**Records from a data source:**
┌────────

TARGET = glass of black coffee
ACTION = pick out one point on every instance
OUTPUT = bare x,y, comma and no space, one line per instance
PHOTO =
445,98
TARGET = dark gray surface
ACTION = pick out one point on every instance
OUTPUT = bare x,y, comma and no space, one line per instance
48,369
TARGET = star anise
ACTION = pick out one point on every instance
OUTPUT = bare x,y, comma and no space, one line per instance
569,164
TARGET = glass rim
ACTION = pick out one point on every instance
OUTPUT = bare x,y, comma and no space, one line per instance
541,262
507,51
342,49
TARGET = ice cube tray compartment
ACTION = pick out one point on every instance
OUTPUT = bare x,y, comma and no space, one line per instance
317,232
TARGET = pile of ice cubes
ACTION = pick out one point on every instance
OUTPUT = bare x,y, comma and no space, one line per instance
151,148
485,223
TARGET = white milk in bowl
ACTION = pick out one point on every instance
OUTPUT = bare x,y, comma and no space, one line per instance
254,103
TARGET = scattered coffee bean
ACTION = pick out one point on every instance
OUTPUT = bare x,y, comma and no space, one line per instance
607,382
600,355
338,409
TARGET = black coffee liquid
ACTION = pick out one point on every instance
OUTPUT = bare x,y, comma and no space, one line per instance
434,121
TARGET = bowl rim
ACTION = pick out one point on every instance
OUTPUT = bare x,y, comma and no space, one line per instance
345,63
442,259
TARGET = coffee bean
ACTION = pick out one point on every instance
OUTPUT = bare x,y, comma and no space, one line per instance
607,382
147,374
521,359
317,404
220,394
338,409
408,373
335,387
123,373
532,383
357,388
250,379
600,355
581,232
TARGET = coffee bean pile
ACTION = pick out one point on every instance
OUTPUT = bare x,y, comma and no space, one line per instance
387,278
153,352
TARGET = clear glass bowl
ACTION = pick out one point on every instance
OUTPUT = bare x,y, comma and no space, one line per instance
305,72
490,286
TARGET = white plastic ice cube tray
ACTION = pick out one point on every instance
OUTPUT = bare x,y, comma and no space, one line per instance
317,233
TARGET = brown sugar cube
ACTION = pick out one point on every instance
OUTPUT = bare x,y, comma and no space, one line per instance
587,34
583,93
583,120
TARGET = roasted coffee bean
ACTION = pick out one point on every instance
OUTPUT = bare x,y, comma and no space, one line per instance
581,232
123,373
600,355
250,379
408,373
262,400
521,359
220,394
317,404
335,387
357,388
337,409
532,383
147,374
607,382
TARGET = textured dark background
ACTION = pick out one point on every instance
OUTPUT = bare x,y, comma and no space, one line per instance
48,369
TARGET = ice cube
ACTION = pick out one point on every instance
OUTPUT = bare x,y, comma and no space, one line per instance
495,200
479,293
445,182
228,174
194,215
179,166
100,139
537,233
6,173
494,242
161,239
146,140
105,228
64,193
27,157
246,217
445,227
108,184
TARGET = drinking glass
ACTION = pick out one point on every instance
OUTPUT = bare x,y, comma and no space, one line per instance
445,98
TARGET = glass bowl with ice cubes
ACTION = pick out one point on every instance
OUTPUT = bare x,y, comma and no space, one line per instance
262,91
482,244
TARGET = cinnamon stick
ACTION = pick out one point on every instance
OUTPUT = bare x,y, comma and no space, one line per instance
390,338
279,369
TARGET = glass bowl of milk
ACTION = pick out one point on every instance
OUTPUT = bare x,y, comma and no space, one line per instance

└────────

**YOUR ASSIGNMENT:**
From the first line to the last, reproduce the data above exactly.

**TASK ANSWER:**
TARGET = glass of black coffee
ACTION = pick out one point on every instance
OUTPUT = bare x,y, comma and no space, one line per instance
PHOTO =
445,98
TARGET = dark gray surface
ACTION = pick out one point on every instance
OUTPUT = bare x,y, comma and no space, one line per instance
48,369
TARGET = star anise
ACTION = pick out one point on every instance
OUTPUT = bare x,y, comma and no space, one line per instance
569,164
TARGET = glass rim
ACTION = pick out one point on every instance
OUTPUT = bare x,y, comma and no space, one line per instance
541,262
507,51
342,49
TARGET = ice cube tray compartment
ACTION = pick out one point on every instance
OUTPUT = bare x,y, comma and no space, one line per instance
317,232
TARGET = pile of ice cubes
ACTION = pick out one point on every instance
OUTPUT = bare x,y, comma and no space, one line per instance
151,148
485,223
TARGET = white milk in bowl
ACTION = pick out one point on every instance
OUTPUT = bare x,y, comma and no space, one line per instance
254,103
TARGET = scattered coffee bean
ACTION = pick out one point on every instance
OUTPUT = bare x,y, comma and no space, one line per instance
607,382
600,355
338,409
TARGET = black coffee liquid
ACTION = pick out one point on every instance
OUTPUT = bare x,y, comma and no space, one line per instance
434,121
TARGET = bowl rim
ACTION = pick out one point on every instance
OUTPUT = bare x,y, comma and no space, one line per instance
345,63
442,259
TARGET = coffee bean
ACTION = pick out one point on every instance
OUTPUT = bare x,y, comma and no space, one line per instance
607,382
147,374
521,359
317,404
220,394
338,409
408,373
335,387
123,373
532,383
357,388
250,379
600,355
581,232
TARGET = coffee bean pile
ACTION = pick out one point on every instance
OUTPUT = bare x,y, comma and no space, one line per instance
387,278
153,352
TARGET = clear glass bowl
ACTION = pick out one point on every instance
OUTPUT = bare x,y, comma and no space, one line per instance
305,72
490,286
TARGET = white plastic ice cube tray
ACTION = pick out one point on every instance
OUTPUT = bare x,y, comma and no space, one line per instance
317,233
TARGET = brown sugar cube
ACTION = pick out one point on every instance
OUTPUT = bare x,y, comma and no space, one line per instance
587,34
583,93
583,120
TARGET = roasted coffee bean
ACTION = pick out one point on every instance
OUTPUT = bare x,y, comma and no space, one line per instance
581,232
123,373
600,355
250,379
408,373
262,400
521,359
220,394
317,404
335,387
357,388
337,409
532,383
147,374
607,382
TARGET = textured dark background
ACTION = pick out one point on every instance
OUTPUT = bare x,y, comma and no space, one line per instance
48,369
TARGET = ice cube
ACTION = pick out one point on every instance
OUTPUT = bare x,y, comma and no space, one line per instance
495,200
479,293
445,182
228,174
194,215
179,166
100,139
537,233
6,173
494,242
161,239
146,140
105,228
64,193
27,157
246,217
445,227
108,184
TARGET = drinking glass
ACTION = pick out one point on every instance
OUTPUT = bare x,y, comma and no space, one line per instance
445,98
TARGET = glass bowl with ice cubes
ACTION = pick out one point on every instance
OUTPUT = bare x,y, comma and no space, one line per instance
262,91
482,244
TARGET = cinnamon stick
ACTION = pick out one point on every instance
OUTPUT = bare x,y, comma and no space, one line per instance
390,338
279,369
TARGET = glass bowl of milk
ACTION = pick out one point on every instance
OUTPUT = bare x,y, comma and no space, one line per instance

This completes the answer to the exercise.